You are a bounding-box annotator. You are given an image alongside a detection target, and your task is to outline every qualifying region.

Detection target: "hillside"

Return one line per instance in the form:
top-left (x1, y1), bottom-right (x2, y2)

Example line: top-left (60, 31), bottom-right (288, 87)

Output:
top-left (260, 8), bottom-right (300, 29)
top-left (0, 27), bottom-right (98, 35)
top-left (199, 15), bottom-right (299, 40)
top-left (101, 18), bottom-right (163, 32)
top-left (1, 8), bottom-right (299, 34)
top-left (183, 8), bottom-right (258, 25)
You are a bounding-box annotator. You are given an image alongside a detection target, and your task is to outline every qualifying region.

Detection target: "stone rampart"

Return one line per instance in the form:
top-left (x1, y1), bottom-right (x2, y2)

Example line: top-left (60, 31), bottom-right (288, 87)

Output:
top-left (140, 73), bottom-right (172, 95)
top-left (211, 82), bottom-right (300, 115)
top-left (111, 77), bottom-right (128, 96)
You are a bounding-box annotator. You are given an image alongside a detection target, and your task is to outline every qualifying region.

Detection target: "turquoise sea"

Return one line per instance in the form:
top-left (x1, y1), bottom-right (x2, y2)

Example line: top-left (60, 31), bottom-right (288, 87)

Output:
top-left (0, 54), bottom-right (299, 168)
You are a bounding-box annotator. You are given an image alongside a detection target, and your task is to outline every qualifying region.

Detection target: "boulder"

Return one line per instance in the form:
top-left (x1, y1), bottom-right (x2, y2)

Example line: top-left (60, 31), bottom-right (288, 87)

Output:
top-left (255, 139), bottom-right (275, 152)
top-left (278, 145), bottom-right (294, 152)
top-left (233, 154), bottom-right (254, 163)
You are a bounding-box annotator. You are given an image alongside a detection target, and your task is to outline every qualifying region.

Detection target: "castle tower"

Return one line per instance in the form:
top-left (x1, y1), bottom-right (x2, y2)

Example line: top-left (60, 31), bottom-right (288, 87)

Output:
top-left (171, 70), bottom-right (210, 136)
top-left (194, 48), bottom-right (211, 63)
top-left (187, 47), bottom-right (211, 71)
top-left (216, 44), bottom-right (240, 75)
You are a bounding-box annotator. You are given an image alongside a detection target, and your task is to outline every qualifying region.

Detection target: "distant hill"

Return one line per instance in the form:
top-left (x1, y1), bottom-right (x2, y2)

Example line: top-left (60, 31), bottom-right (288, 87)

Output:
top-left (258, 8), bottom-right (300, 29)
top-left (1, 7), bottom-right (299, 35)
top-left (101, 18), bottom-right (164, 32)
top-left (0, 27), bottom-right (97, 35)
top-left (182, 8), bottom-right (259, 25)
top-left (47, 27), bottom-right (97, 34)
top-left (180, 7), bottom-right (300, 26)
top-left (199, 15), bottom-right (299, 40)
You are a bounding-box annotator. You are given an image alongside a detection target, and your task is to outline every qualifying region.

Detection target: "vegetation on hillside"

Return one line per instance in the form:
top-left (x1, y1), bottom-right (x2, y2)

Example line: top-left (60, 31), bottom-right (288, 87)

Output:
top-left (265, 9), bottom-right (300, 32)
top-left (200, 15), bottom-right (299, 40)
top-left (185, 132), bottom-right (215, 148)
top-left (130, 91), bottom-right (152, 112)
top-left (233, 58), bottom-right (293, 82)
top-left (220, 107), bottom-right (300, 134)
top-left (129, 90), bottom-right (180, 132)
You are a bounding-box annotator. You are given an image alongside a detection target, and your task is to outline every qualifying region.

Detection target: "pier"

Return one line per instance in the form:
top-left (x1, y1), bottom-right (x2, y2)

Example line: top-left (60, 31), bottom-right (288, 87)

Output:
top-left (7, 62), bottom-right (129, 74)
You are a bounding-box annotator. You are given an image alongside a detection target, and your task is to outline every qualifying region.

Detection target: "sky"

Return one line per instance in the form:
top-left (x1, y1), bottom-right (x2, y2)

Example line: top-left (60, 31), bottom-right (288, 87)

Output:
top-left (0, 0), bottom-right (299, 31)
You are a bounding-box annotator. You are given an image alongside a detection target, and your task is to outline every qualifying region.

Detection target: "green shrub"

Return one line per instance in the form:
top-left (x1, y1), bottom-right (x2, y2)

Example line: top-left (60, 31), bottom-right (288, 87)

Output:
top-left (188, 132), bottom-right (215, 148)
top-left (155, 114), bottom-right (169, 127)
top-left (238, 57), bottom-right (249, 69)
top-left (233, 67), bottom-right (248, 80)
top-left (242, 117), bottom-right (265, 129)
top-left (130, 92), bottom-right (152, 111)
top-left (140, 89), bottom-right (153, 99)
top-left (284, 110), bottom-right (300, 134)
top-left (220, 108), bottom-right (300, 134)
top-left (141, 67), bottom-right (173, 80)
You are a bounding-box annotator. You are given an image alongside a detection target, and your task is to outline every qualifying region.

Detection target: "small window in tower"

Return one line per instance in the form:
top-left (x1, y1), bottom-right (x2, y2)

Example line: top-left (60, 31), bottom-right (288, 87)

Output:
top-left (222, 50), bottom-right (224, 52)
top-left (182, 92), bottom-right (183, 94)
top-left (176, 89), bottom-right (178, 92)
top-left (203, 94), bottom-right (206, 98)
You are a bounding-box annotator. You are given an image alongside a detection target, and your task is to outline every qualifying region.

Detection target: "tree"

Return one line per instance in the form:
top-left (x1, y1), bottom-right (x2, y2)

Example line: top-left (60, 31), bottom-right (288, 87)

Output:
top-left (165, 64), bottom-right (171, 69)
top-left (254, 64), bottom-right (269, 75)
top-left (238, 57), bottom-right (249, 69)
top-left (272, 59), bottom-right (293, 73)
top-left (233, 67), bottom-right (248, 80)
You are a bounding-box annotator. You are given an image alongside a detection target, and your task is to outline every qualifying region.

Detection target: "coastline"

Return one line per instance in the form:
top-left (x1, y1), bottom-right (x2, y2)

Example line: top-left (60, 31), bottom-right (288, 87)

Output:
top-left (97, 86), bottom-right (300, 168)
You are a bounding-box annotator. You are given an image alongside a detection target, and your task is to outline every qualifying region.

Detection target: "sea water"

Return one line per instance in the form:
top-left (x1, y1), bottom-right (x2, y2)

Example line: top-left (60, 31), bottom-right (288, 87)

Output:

————————

Your instructions:
Please repeat the entries above exactly as they read.

Exercise result:
You are a bounding-box annotator. You are given an image alongside a detection target, and your task is to outline every qualifying region.

Detection target: "hillside"

Return one line per instance in the form:
top-left (x1, y1), bottom-right (x2, y2)

Example line: top-left (60, 31), bottom-right (288, 87)

Output:
top-left (260, 8), bottom-right (300, 29)
top-left (0, 27), bottom-right (98, 35)
top-left (199, 15), bottom-right (299, 40)
top-left (101, 18), bottom-right (163, 32)
top-left (1, 8), bottom-right (299, 34)
top-left (183, 8), bottom-right (258, 25)
You are a bounding-box annotator. You are given an image alongside a detection target, and your task is to outline every qualifying region.

Detection target: "stone rampart"

Return one line per instance in the form:
top-left (x1, y1), bottom-right (x2, y2)

Example line: top-left (60, 31), bottom-right (288, 87)

Output:
top-left (140, 73), bottom-right (172, 95)
top-left (211, 82), bottom-right (300, 115)
top-left (111, 77), bottom-right (128, 96)
You are a bounding-box annotator. You are given an image alongside a detection target, and your task is to outline every qualifying region.

Detection target: "turquoise sea"

Return one line per instance in the form:
top-left (x1, y1), bottom-right (x2, y2)

Example line: top-left (60, 31), bottom-right (288, 87)

Output:
top-left (0, 54), bottom-right (299, 168)
You are a bounding-box annotator. You are given an image alongside a detection target, and your task is to outline every qualifying region.

Detection target: "boulder"

Return one line per instance in the form:
top-left (x1, y1), bottom-right (x2, y2)

Example line: top-left (60, 31), bottom-right (288, 87)

Output:
top-left (255, 139), bottom-right (275, 152)
top-left (278, 145), bottom-right (294, 152)
top-left (233, 154), bottom-right (254, 163)
You are a bounding-box annotator. You are given an image alongside a detection target, and your task is to outline every qualifying region.

Detection target: "castle tower"

Return one line per instance in the form:
top-left (x1, y1), bottom-right (x2, y2)

Example line: top-left (60, 31), bottom-right (288, 87)

Output:
top-left (171, 70), bottom-right (210, 136)
top-left (194, 48), bottom-right (211, 63)
top-left (187, 47), bottom-right (211, 71)
top-left (216, 44), bottom-right (240, 75)
You are a bounding-box annotator. You are given an image alongside a detection target, and your task is to outline every qualifying region.

Detection target: "distant hill"

Return one line per instance in the form:
top-left (x1, y1), bottom-right (x2, y2)

Example line: top-left (60, 31), bottom-right (288, 87)

Output:
top-left (258, 8), bottom-right (300, 29)
top-left (1, 7), bottom-right (299, 35)
top-left (101, 18), bottom-right (164, 32)
top-left (0, 27), bottom-right (97, 35)
top-left (182, 8), bottom-right (259, 25)
top-left (47, 27), bottom-right (97, 34)
top-left (180, 7), bottom-right (300, 26)
top-left (199, 15), bottom-right (299, 40)
You are a bounding-box annotator. You are given an image alongside a detection target, and your task is to outline every qualifying region.

Detection target: "vegetation on hillside"

Return one line per instance in the form:
top-left (x1, y1), bottom-right (x2, y2)

Example line: top-left (60, 31), bottom-right (288, 87)

Output:
top-left (265, 9), bottom-right (300, 32)
top-left (200, 15), bottom-right (299, 40)
top-left (185, 132), bottom-right (215, 148)
top-left (130, 91), bottom-right (152, 112)
top-left (233, 58), bottom-right (293, 82)
top-left (220, 107), bottom-right (300, 134)
top-left (129, 90), bottom-right (180, 132)
You are a bounding-box annotator. You are given an image alongside a detection target, and your task is to outline every qualifying region.

Detection target: "pier"

Return one line per instance in the form:
top-left (x1, y1), bottom-right (x2, y2)

Example line: top-left (60, 31), bottom-right (288, 87)

Output:
top-left (7, 62), bottom-right (129, 74)
You are a bounding-box annotator. You are given an image alongside a detection target, and your task is to outline every qualifying region.

Detection target: "sky"

Return one line per instance in the form:
top-left (x1, y1), bottom-right (x2, y2)

Example line: top-left (60, 31), bottom-right (288, 87)

Output:
top-left (0, 0), bottom-right (299, 31)
You are a bounding-box annotator. You are given an image alongside a detection target, and your task is to outline every qualifying region.

Detection target: "green shrub"

Return one line per instance in the form:
top-left (x1, y1), bottom-right (x2, y2)

Example line: top-left (60, 31), bottom-right (288, 87)

Output:
top-left (188, 132), bottom-right (215, 148)
top-left (155, 114), bottom-right (169, 127)
top-left (238, 57), bottom-right (249, 69)
top-left (233, 67), bottom-right (248, 80)
top-left (242, 117), bottom-right (265, 129)
top-left (130, 92), bottom-right (152, 111)
top-left (140, 89), bottom-right (153, 99)
top-left (284, 110), bottom-right (300, 134)
top-left (220, 108), bottom-right (300, 134)
top-left (141, 67), bottom-right (173, 80)
You are a bounding-box annotator. You are given an image alongside a detection target, and your task is to outline every qualifying region.

Detection target: "small window in tower"

Return one line per instance in the form:
top-left (x1, y1), bottom-right (x2, y2)

Example line: top-left (60, 31), bottom-right (288, 87)

Output:
top-left (222, 50), bottom-right (224, 52)
top-left (182, 92), bottom-right (183, 94)
top-left (176, 89), bottom-right (178, 92)
top-left (203, 94), bottom-right (206, 98)
You are a bounding-box annotator. You are given an image alongside a detection target, and your task is to outline every qualifying region.

Detection target: "tree"

Return one line per instance in the form:
top-left (x1, y1), bottom-right (x2, y2)

Example line: top-left (60, 31), bottom-right (288, 87)

Output:
top-left (165, 64), bottom-right (171, 69)
top-left (254, 64), bottom-right (269, 75)
top-left (238, 57), bottom-right (249, 69)
top-left (272, 59), bottom-right (293, 73)
top-left (233, 67), bottom-right (248, 80)
You are a bounding-box annotator. You are given an image alongside a detection target, and your task is to outline every qualifying region.

Detection target: "coastline"

Return one line per instance in the form:
top-left (x1, y1), bottom-right (x2, y2)

Example line: top-left (60, 31), bottom-right (288, 87)

Output:
top-left (97, 86), bottom-right (300, 168)
You are a bounding-box annotator. You are given an image alongside a detection target, and your task is to outline every qualifying region.

Detection target: "sea water"

Return one line per instance in the form:
top-left (x1, y1), bottom-right (x2, y2)

Example line: top-left (60, 31), bottom-right (288, 87)

Output:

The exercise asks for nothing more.